06 dicembre 2014 18:24

Capita di parlare tra scrittori dei progetti futuri, o del libro che si sta scrivendo, o di quello a cui si sta ancora pensando. Intenzioni, soprattutto; volti di personaggi accennati; a volte una città ben definita sullo sfondo; una scena incandescente di cui si sa tutto e da cui deve partire tutto, anche se del resto non si sa ancora nulla. Cose così. E solitamente la chiacchiera va avanti in questo modo, a vanvera ma non troppo, perché mentre si racconta un progetto lo si definisce anche meglio in testa, si capisce cosa va tenuto e cosa no.

Va avanti così, però, se il progetto di cui si sta parlando è un romanzo. Come se fosse superfluo aggiungere che si sta scrivendo un romanzo; perché se uno è concentrato su un libro, se si è in fase di scrittura, se si sta lavorando su quella scena incandescente, su quei personaggi appena accennati, su quella città che fa da sfondo; se insomma sto scrivendo una storia, che bisogno c’è di aggiungere che si tratta di un romanzo?

Nessuno. È scontato.

Non è abbastanza scontato – e stiamo parlando sempre di narrativa – se quello a cui si sta lavorando non è un romanzo; e allora, lo scrittore stesso mette le mani avanti, avvertendo il bisogno di aggiungere: però è un libro di racconti.

Dino Buzzati nella casa di Milano, senza data. (Walter Mori, Mondadori Portfolio)

È un bisogno fastidioso, segreto, che provoca una specie di spasimo a metà tra l’insofferenza e l’orgoglio, immediatamente frustrato da tutto il peso che quel però si porta appresso. Come se il però dovesse giustificare una colpa condivisa, la cui origine è ingarbugliata nelle leggi del mercato.

I racconti non si vendono. E allora, quando il libro è scritto, finito, definito, pronto, non sarà più solo lo scrittore a mettere le mani avanti ma anche l’editore; persino quello coraggioso che tutto sommato ha deciso di pubblicare un libro, nonostante sia di racconti.

* _Istruzioni_:
[a] Ricopia il brano a partire da "Non è abbastanza" e proseguendo fino a "Mori, Mondadori Portfolio)".
[b] Secondo il brano, che cosa non si vende?
L'elenco è materiale a sé, distinto dal brano.

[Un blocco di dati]

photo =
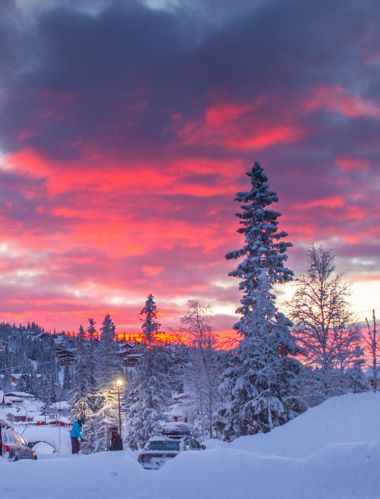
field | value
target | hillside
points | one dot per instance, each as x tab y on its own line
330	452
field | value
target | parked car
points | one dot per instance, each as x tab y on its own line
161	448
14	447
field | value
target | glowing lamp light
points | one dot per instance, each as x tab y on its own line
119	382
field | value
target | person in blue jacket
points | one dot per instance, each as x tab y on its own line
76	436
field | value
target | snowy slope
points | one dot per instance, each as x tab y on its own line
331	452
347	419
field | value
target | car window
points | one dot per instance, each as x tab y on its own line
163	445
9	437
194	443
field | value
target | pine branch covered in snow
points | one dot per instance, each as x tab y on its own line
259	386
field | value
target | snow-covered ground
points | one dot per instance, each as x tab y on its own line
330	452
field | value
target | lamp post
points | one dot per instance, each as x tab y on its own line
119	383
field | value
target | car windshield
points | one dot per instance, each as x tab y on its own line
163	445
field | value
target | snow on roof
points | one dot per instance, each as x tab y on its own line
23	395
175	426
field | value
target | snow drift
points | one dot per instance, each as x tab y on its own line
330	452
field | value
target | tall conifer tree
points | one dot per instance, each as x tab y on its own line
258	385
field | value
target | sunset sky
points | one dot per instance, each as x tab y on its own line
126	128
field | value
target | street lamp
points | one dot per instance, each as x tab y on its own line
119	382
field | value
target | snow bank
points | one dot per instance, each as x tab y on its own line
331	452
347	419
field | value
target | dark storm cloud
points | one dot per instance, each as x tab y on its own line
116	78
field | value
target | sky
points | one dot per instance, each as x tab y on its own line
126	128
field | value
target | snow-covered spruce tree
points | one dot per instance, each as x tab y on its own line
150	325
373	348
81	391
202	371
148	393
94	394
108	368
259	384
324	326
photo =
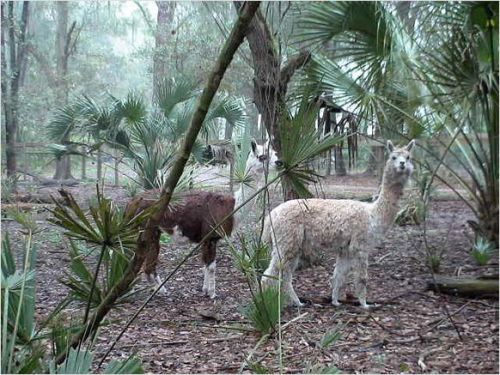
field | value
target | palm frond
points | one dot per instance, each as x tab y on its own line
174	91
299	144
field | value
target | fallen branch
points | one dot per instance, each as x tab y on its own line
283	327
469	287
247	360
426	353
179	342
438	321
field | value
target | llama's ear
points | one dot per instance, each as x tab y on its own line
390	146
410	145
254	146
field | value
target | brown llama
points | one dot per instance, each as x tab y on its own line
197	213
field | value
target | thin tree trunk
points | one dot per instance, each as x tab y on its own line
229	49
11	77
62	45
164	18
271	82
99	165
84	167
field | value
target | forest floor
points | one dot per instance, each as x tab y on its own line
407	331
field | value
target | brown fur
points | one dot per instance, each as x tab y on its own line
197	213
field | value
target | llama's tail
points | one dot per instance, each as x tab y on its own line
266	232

* _Le risposte_:
[a]
Non è abbastanza scontato – e stiamo parlando sempre di narrativa – se quello a cui si sta lavorando non è un romanzo; e allora, lo scrittore stesso mette le mani avanti, avvertendo il bisogno di aggiungere: però è un libro di racconti.

Dino Buzzati nella casa di Milano, senza data. (Walter Mori, Mondadori Portfolio)

[b] I racconti.